**The problem**
Reproduce the lines of the listing below verbatim, from the line containing "Segment every instance of the **low" through the line containing "384 L 7 385", inclusive. Omit the pictures from your reproduction.

(Entries drawn from a collection)
────────────────────────────────────────
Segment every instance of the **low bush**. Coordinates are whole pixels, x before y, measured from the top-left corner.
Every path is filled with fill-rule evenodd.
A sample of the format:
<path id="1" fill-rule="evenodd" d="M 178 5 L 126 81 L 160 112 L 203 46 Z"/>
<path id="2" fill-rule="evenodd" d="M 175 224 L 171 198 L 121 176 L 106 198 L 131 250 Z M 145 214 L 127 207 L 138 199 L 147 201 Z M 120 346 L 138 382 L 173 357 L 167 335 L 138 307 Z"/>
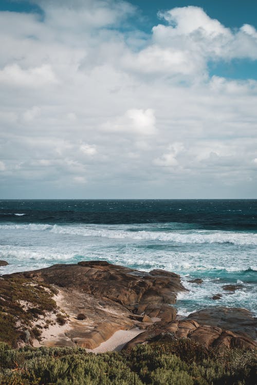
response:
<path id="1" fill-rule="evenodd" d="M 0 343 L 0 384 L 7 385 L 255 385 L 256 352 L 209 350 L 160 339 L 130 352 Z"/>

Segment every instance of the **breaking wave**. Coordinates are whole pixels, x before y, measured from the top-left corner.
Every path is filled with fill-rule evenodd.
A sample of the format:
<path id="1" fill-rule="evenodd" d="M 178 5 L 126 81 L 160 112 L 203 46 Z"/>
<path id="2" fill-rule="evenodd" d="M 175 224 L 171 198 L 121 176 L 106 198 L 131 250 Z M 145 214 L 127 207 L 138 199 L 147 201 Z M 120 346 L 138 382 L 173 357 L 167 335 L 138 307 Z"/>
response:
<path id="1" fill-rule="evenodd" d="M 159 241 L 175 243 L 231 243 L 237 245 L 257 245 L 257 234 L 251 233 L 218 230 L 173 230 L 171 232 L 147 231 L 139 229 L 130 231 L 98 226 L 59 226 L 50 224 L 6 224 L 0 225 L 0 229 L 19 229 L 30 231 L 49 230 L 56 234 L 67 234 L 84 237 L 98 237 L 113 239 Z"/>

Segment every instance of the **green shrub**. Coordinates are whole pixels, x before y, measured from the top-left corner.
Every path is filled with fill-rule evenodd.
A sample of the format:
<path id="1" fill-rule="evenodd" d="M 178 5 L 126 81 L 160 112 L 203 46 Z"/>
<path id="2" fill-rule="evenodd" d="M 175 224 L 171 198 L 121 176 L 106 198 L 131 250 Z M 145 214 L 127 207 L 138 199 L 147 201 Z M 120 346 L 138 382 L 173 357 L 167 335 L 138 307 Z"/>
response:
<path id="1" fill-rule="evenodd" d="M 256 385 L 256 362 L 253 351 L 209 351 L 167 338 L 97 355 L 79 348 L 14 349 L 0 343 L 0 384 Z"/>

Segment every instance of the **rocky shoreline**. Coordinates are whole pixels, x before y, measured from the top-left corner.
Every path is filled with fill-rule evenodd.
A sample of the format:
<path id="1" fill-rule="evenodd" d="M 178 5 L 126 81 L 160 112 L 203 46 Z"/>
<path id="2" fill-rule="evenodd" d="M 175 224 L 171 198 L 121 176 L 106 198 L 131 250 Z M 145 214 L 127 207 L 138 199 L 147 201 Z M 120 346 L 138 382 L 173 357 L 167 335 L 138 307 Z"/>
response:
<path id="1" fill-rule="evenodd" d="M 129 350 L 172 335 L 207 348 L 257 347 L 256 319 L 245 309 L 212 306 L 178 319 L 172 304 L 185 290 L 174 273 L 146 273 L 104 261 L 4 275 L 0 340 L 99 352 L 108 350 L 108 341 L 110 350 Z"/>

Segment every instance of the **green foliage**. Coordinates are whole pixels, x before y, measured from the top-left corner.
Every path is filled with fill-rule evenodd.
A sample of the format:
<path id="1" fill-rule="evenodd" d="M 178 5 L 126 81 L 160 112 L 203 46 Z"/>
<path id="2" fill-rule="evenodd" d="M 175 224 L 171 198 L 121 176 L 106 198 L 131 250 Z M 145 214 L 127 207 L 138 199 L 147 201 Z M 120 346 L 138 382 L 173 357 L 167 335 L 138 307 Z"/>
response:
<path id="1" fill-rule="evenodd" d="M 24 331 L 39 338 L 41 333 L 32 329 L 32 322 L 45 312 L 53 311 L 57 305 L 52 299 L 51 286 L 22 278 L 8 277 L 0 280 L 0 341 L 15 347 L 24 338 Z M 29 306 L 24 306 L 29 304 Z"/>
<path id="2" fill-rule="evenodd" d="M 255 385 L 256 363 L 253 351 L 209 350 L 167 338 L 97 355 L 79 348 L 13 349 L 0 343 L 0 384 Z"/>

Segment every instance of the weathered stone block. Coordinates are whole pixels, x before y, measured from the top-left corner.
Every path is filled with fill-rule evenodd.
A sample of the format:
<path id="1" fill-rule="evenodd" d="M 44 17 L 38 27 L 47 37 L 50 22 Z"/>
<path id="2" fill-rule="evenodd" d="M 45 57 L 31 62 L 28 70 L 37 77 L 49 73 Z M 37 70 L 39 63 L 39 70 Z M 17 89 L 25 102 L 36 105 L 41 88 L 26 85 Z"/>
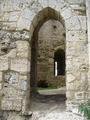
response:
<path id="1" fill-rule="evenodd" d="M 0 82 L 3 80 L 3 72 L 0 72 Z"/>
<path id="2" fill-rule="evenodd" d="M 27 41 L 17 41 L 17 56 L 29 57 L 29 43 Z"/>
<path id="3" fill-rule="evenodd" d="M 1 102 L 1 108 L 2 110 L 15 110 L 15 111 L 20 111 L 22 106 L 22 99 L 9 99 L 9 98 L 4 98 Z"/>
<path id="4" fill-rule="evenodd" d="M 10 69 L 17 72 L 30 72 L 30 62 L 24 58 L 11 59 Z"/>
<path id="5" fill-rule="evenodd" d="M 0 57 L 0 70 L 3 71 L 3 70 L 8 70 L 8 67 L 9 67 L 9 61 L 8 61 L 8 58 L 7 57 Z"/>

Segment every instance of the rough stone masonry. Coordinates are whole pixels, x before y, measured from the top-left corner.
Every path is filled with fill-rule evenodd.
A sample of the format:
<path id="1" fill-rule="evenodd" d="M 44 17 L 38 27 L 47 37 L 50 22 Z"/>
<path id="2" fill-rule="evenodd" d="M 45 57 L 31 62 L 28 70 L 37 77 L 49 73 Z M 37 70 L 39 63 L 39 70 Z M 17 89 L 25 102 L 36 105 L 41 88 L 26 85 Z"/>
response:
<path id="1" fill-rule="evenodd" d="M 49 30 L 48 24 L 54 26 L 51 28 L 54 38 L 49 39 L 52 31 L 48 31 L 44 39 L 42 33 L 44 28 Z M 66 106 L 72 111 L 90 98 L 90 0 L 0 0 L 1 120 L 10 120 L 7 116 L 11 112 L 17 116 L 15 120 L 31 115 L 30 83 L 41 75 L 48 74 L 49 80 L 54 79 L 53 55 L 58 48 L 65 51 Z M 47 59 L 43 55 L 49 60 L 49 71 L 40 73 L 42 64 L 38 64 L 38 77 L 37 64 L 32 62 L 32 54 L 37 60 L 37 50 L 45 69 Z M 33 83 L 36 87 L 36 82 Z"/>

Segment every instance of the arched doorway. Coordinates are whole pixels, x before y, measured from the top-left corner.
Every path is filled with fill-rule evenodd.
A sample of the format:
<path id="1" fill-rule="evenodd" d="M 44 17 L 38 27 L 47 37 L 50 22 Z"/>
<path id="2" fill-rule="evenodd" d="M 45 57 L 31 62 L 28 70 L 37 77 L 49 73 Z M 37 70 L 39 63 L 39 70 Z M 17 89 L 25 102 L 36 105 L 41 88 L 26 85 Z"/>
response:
────────────────────────────────────────
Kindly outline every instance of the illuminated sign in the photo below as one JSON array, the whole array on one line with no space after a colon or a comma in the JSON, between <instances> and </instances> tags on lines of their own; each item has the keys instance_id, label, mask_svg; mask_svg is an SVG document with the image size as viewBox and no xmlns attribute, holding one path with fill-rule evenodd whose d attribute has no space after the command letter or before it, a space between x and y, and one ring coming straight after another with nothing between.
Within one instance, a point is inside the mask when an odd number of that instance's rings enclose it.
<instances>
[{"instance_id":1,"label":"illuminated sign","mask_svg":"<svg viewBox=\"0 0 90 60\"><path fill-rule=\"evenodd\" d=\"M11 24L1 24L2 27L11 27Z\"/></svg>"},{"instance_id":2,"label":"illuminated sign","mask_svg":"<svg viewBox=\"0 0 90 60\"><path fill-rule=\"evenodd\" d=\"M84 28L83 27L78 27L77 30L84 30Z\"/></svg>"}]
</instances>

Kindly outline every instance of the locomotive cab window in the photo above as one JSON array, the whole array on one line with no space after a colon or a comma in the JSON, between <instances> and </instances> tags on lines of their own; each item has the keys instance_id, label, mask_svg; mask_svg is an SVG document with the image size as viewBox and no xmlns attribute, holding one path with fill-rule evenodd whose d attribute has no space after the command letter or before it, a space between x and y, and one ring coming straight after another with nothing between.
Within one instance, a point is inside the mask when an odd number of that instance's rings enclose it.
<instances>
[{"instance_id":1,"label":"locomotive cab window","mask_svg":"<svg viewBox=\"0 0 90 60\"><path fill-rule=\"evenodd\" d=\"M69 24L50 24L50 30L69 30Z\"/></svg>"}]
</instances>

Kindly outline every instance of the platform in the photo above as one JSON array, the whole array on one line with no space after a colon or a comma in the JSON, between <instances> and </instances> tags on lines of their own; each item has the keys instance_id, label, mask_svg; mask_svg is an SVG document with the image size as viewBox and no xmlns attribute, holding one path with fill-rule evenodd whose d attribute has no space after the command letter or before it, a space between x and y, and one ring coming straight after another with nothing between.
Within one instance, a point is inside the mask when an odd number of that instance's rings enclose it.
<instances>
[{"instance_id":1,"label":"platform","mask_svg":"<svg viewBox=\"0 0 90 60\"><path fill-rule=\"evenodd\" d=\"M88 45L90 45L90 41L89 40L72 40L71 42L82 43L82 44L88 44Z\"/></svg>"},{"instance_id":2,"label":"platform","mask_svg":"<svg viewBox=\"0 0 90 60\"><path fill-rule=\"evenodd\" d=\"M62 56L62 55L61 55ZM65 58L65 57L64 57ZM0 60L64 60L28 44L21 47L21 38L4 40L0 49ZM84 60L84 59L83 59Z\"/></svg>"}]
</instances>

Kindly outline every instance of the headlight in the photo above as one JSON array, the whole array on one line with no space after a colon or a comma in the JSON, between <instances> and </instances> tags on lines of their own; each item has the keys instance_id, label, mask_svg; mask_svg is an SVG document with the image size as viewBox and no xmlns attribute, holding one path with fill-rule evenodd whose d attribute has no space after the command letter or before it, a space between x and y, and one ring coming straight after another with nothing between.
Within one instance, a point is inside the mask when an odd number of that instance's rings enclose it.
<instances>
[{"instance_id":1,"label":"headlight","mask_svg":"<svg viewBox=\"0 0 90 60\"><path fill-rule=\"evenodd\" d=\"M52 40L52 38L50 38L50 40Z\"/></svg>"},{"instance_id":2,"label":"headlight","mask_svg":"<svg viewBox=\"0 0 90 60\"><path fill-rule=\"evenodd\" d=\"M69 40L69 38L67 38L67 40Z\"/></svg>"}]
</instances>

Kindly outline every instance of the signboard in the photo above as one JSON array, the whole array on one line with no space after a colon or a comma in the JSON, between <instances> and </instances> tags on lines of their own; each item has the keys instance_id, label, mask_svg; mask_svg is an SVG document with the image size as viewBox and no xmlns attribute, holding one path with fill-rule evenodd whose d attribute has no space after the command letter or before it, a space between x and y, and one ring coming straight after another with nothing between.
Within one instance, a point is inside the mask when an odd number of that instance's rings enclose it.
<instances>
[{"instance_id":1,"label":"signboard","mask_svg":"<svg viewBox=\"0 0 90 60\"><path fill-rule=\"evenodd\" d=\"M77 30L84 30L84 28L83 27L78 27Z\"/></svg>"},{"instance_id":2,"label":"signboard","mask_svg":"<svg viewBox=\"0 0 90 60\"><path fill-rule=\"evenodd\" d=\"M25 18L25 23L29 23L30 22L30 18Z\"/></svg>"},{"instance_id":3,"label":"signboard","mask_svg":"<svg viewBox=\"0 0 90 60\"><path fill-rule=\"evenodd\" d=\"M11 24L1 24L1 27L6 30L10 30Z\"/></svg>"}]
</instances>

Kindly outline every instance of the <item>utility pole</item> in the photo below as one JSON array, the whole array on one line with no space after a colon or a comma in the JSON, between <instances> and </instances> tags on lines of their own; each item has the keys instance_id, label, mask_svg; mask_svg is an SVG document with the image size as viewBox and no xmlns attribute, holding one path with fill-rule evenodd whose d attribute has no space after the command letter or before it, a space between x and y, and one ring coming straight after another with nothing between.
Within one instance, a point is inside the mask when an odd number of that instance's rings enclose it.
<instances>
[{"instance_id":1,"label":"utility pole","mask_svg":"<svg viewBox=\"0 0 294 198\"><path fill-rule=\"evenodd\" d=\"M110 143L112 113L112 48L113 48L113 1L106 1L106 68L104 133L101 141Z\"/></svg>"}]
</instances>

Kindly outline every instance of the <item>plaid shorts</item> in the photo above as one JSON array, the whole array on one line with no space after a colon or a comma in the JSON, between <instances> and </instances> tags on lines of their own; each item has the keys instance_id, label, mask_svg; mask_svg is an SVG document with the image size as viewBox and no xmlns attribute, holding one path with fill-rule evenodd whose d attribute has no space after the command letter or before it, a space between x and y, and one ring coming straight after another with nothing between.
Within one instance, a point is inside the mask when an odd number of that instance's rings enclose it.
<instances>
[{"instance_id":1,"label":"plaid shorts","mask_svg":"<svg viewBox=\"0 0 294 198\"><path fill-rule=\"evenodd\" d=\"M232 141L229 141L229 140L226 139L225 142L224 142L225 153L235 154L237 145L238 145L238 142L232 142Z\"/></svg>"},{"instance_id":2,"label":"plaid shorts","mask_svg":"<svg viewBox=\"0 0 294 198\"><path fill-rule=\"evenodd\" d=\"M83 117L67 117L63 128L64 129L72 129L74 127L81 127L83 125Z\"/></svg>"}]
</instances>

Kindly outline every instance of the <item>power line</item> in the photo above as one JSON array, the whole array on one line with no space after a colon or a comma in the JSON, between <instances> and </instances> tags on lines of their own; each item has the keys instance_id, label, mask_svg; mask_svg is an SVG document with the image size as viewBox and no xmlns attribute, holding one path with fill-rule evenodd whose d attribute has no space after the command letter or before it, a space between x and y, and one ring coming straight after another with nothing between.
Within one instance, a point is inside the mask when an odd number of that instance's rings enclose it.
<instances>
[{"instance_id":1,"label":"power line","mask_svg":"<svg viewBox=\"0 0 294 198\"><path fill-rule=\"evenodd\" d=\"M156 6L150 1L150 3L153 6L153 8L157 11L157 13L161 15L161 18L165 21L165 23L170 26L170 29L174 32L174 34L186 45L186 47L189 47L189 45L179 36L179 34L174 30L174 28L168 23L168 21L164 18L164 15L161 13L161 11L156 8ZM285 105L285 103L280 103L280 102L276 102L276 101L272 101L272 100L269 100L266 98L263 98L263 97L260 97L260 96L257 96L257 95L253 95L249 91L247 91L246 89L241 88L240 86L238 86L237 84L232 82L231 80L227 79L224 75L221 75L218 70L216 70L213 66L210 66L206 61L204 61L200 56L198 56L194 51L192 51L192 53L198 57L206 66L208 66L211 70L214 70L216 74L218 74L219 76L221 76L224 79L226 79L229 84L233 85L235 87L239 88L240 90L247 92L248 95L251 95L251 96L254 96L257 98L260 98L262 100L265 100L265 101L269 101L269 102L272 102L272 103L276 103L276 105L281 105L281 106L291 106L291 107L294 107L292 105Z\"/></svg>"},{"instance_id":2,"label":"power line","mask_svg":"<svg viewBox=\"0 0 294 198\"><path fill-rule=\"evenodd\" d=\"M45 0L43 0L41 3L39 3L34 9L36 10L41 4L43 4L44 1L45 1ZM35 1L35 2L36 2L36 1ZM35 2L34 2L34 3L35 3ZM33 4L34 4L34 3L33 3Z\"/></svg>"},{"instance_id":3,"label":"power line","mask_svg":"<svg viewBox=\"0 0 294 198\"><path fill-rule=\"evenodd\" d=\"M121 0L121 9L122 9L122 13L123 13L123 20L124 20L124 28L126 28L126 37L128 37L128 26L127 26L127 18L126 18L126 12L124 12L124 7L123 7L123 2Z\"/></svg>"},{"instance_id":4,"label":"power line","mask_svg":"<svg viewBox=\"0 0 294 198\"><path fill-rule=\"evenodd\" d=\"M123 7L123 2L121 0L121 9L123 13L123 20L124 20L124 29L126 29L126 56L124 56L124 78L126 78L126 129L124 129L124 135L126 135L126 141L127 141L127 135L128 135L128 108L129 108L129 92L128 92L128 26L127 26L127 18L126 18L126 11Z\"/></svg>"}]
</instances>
────────────────────────────────────────
**Written solution**
Segment every instance of the **low bush**. Coordinates are whole pixels, x before y, measured from the top-left corner.
Every path is filled with fill-rule evenodd.
A sample of the format:
<path id="1" fill-rule="evenodd" d="M 178 5 L 126 81 L 160 112 L 203 46 Z"/>
<path id="2" fill-rule="evenodd" d="M 175 224 L 171 198 L 121 176 L 106 198 L 131 250 Z M 145 214 L 127 207 L 138 199 L 147 201 Z M 120 346 L 138 382 L 173 357 L 167 335 L 138 307 Z"/>
response:
<path id="1" fill-rule="evenodd" d="M 0 343 L 0 384 L 7 385 L 255 385 L 256 352 L 209 350 L 160 339 L 130 352 Z"/>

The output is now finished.